■ **STATED TASK**: Lines from the one containing "Detection target: white shoe in background" through the last line of the data are to be repeated word for word, both ends included.
┄┄┄┄┄┄
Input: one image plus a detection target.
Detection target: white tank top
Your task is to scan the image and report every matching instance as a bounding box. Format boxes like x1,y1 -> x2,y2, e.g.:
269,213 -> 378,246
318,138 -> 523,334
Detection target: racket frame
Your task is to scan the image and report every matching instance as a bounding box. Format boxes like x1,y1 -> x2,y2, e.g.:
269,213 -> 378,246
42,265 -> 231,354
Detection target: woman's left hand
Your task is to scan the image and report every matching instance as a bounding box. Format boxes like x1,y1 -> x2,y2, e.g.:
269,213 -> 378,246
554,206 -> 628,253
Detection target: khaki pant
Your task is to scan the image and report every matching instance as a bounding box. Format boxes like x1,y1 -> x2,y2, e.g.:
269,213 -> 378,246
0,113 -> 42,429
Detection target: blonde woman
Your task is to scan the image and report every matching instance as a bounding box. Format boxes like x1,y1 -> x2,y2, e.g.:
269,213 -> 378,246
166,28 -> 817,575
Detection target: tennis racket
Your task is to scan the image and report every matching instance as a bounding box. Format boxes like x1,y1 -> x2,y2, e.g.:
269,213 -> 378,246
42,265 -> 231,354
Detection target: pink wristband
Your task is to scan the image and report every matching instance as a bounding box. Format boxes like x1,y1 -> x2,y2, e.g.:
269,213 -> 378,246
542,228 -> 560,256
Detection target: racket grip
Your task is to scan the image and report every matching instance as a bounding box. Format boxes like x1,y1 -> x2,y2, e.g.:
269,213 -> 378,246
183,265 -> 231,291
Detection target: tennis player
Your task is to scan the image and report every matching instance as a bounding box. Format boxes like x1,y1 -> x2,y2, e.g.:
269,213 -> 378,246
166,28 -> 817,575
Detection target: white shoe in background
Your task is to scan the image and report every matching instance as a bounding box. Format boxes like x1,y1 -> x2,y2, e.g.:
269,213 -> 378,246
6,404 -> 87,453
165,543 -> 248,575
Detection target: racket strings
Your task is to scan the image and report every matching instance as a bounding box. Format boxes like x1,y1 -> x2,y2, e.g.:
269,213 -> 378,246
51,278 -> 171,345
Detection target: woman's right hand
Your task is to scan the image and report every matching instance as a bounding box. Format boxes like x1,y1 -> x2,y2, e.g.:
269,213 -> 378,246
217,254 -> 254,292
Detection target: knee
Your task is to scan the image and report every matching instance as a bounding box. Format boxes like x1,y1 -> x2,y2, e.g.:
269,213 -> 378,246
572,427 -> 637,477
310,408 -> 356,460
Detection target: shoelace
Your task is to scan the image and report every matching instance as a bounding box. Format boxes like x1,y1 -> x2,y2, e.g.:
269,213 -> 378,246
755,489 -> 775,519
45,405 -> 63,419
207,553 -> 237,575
┄┄┄┄┄┄
■ **THE REPLY**:
Detection target: white shoe in background
Your task is to scan the image and report every matching instance as a bounding box. Format boxes like x1,y1 -> x2,y2, e.g.:
269,213 -> 378,246
6,404 -> 87,453
165,543 -> 248,575
Detection target: racket strings
Your task is to scan the image and report every matching instance as a bounding box. Format boxes like x1,y1 -> x2,y2, e.g.:
269,213 -> 378,246
51,278 -> 171,345
Detection target: woman's right hand
Your task is to scan the image and report every matching instance as a bounding box. Format boxes like x1,y1 -> x2,y2, e.g.:
269,213 -> 378,246
217,254 -> 254,292
Detection target: knee
Your task is to scan the image and report every matching instance as a bounding box. Format boxes like x1,y1 -> x2,y2, e.g.:
269,213 -> 378,246
572,427 -> 637,477
310,408 -> 356,460
Detection target: shoelace
Your task is to scan the image and report every matching instance as a bounding box. Format boxes like x1,y1 -> x2,y2, e.g.:
269,213 -> 378,246
755,489 -> 775,519
45,405 -> 63,419
207,553 -> 237,575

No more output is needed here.